##### Data to use #####

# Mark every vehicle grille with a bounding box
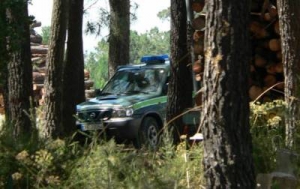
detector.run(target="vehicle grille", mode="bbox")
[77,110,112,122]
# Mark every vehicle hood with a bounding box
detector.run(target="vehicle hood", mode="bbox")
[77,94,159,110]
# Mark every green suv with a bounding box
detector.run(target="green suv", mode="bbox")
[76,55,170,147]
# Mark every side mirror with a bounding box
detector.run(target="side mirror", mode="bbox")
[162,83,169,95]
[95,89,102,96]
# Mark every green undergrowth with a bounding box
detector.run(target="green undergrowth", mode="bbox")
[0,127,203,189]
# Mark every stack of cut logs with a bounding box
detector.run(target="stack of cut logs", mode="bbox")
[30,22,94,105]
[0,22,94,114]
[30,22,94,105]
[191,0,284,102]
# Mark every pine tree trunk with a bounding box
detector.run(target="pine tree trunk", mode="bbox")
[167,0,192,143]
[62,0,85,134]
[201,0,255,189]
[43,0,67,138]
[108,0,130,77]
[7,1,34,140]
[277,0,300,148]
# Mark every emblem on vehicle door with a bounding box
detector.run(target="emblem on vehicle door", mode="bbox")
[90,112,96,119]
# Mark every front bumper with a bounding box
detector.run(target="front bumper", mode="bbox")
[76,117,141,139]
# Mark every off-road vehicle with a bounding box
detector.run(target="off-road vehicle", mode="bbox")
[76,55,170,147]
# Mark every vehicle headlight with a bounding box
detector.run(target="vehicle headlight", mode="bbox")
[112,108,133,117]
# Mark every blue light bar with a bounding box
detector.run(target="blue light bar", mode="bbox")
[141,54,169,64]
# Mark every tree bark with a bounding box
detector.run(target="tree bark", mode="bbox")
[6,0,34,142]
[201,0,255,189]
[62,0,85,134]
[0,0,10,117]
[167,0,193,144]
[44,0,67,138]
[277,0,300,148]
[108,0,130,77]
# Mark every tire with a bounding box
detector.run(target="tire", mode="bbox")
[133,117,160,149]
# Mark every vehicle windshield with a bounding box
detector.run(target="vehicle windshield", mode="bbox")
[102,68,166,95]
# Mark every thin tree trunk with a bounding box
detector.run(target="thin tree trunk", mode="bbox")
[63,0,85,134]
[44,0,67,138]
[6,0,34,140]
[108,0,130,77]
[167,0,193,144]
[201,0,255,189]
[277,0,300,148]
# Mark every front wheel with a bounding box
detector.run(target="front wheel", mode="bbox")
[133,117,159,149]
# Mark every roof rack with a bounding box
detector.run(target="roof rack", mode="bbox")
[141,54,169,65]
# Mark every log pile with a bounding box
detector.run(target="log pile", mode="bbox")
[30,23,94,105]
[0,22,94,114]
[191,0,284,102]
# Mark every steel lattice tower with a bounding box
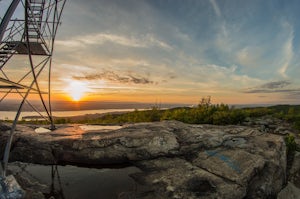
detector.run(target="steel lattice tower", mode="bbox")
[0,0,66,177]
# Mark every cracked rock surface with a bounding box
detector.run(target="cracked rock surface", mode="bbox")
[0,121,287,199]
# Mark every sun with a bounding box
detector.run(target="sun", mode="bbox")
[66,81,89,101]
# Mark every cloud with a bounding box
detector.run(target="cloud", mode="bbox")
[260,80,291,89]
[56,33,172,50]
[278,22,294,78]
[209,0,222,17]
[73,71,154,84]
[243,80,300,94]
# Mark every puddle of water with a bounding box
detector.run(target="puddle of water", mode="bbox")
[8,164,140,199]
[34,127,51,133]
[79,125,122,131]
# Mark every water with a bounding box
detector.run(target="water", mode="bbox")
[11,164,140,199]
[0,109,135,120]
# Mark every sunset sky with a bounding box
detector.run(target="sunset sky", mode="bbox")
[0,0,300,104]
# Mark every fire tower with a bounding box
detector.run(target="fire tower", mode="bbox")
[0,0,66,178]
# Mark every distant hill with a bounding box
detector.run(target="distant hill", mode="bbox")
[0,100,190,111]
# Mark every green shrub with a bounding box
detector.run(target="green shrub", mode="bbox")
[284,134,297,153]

#####
##### Data to use #####

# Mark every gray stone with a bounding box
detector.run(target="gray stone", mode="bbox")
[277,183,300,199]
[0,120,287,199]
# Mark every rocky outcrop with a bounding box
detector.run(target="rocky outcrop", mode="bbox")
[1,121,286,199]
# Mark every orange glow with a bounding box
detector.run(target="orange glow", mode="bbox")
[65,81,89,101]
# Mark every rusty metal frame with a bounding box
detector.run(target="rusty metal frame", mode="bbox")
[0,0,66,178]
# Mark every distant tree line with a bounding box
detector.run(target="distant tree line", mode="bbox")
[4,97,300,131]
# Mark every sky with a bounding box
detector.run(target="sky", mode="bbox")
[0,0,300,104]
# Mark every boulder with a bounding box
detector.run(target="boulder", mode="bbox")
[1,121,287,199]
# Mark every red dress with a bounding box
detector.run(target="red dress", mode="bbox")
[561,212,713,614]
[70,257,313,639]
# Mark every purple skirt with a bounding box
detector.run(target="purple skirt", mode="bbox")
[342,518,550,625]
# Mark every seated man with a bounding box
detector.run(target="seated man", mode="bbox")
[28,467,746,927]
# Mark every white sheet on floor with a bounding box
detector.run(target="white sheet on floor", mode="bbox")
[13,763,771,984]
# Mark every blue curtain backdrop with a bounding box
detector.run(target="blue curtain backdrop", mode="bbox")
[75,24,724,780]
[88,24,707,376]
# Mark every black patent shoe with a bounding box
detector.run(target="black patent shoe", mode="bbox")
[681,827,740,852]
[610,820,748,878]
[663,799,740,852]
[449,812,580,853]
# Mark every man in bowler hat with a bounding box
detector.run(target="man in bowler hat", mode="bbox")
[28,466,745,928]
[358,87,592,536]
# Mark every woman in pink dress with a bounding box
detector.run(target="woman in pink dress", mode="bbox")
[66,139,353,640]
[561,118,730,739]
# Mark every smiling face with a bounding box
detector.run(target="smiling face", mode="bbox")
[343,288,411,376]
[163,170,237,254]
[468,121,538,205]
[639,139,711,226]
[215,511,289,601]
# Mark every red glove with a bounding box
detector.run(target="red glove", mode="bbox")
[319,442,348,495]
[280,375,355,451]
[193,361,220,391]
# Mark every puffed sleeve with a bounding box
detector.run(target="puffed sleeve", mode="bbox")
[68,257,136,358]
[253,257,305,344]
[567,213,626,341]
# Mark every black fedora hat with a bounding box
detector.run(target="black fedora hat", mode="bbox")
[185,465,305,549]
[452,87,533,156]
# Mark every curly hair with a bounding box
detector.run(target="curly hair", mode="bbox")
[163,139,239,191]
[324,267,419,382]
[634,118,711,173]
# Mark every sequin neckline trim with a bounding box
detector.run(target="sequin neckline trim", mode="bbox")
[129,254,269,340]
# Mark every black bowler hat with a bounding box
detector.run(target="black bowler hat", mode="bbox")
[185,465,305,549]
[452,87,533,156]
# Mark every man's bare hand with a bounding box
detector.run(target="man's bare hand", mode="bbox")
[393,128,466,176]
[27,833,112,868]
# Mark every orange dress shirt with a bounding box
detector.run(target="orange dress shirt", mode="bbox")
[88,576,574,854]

#####

Directive:
Copy out the listing verbatim, beginning with the line that contains "# Mark every red dress with a bounding box" and continuing through the line that contains "[88,24,707,376]", with both of those lines included.

Answer to this task:
# Mark every red dress with a bounding box
detector.run(target="red dress", mode="bbox")
[561,212,713,614]
[70,257,313,639]
# Mark every purple skirt with a bounding box
detector.run(target="purple skirt", mode="bbox")
[342,518,550,625]
# Mark every seated man with a bounding box
detector.run(target="seated man", mode="bbox")
[28,467,746,927]
# Mark every white sheet on floor with a bounding box
detector.run(target="white sheet on floor", mode="bbox")
[13,763,771,984]
# Mark every blue curtain backdrop with a bounding box
detector.run(target="blue curtain backdrop", mode="bbox")
[75,24,724,780]
[88,24,707,376]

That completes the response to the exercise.